- [Written task A]:
Reproduce the portion of the range command proposal starting with "# Will output" and going on through "optimization is transparent.".
- [Written task B]:
What state does the range command proposal record for itself?

- [Supplied text]:
TIP 225: Arithmetic Series with Optimized Space Complexity

Login
Author:         Salvatore Sanfilippo <[email protected]>
Author:         Miguel Sofer <[email protected]>
Author:         Brian Griffin <[email protected]>
Author:         Eric Taylor <[email protected]>
State:          Withdrawn
Type:           Project
Vote:           Pending
Created:        25-Oct-2004
Post-History:   
Tcl-Version:    8.7
Tcl-Ticket:     1052584
Obsoleted-By:   629

Abstract

This TIP proposes to add a new command to generate arithmetic sequences as Tcl lists that may be stored in constant space in many practical situations. The only change from the point of view of the Tcl programmer is the addition of a new command named range.

Rationale

An idiomatic way to assign successive elements of an arithmetic series to a variable is to use the for command. Usually the loop variable is initialized to the first element of the sequence, and incremented at every iteration of a given step using incr. The for test condition is used to limit the sequence generation to a given element, like in the following example:

for {set i 0} {$i < 10} {incr i} {
    puts $i
}

The Tcl programming language is at higher level than the C language, where this idiom firstly appeared, so it may be desiderable to be able to generate arithmetic sequences of integer numbers in a more comfortable way. Being the Tcl list a central data structure of the Tcl language, it apperas natural to generate a Tcl list of integers, and possibly use the foreach command to loop over every element, so that the above for loop can be translated into the following fragment of code:

foreach i [range 0 10] {
    puts $i
}

The range command can be also conveniently used in different contexts. The following code generates a list of squares of 0, 1, 2, 3, ... 9.

	proc map {varname script mylist} {
	    upvar $varname var
	    set res {}
	    foreach var $mylist {
	        lappend res [uplevel 1 $script]
	    }
	    return $res
	}

	puts [map x {expr {$x*$x}} [range 0 10]]

	# Will output "0 1 4 9 16 25 36 49 64 81"

The range command can be implemented in a way that makes it possible to internally store the arithmetic sequences genereated in constant space if they are only accessed using foreach, llength and lindex commands (lrange may also be handled in a special way). When needed, the object will be converted into a List object automatically. From the Tcl programmer point of view this optimization is transparent.

- [Records supplied]:
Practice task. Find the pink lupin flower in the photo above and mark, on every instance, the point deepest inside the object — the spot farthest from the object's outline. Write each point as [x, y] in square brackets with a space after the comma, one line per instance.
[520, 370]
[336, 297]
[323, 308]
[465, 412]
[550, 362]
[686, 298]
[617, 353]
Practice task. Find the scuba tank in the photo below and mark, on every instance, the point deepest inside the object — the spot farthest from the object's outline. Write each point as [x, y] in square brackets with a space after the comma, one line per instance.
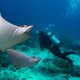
[53, 38]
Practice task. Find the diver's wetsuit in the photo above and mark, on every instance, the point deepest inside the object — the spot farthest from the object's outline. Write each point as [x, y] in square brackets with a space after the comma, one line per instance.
[45, 42]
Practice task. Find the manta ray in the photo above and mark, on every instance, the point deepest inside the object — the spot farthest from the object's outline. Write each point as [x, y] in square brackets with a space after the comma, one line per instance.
[11, 35]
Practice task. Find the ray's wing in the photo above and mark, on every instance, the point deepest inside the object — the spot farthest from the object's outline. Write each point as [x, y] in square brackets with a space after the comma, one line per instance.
[18, 59]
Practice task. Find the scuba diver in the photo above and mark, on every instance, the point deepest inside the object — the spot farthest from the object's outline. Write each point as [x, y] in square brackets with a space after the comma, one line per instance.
[49, 41]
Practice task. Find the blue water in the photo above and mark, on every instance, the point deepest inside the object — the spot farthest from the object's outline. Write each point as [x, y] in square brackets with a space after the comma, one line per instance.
[59, 16]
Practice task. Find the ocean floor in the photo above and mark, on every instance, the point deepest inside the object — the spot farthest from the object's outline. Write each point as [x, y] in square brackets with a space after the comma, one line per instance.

- [Task answer A]:
# Will output "0 1 4 9 16 25 36 49 64 81"

The range command can be implemented in a way that makes it possible to internally store the arithmetic sequences genereated in constant space if they are only accessed using foreach, llength and lindex commands (lrange may also be handled in a special way). When needed, the object will be converted into a List object automatically. From the Tcl programmer point of view this optimization is transparent.

- [Task answer B]:
Withdrawn.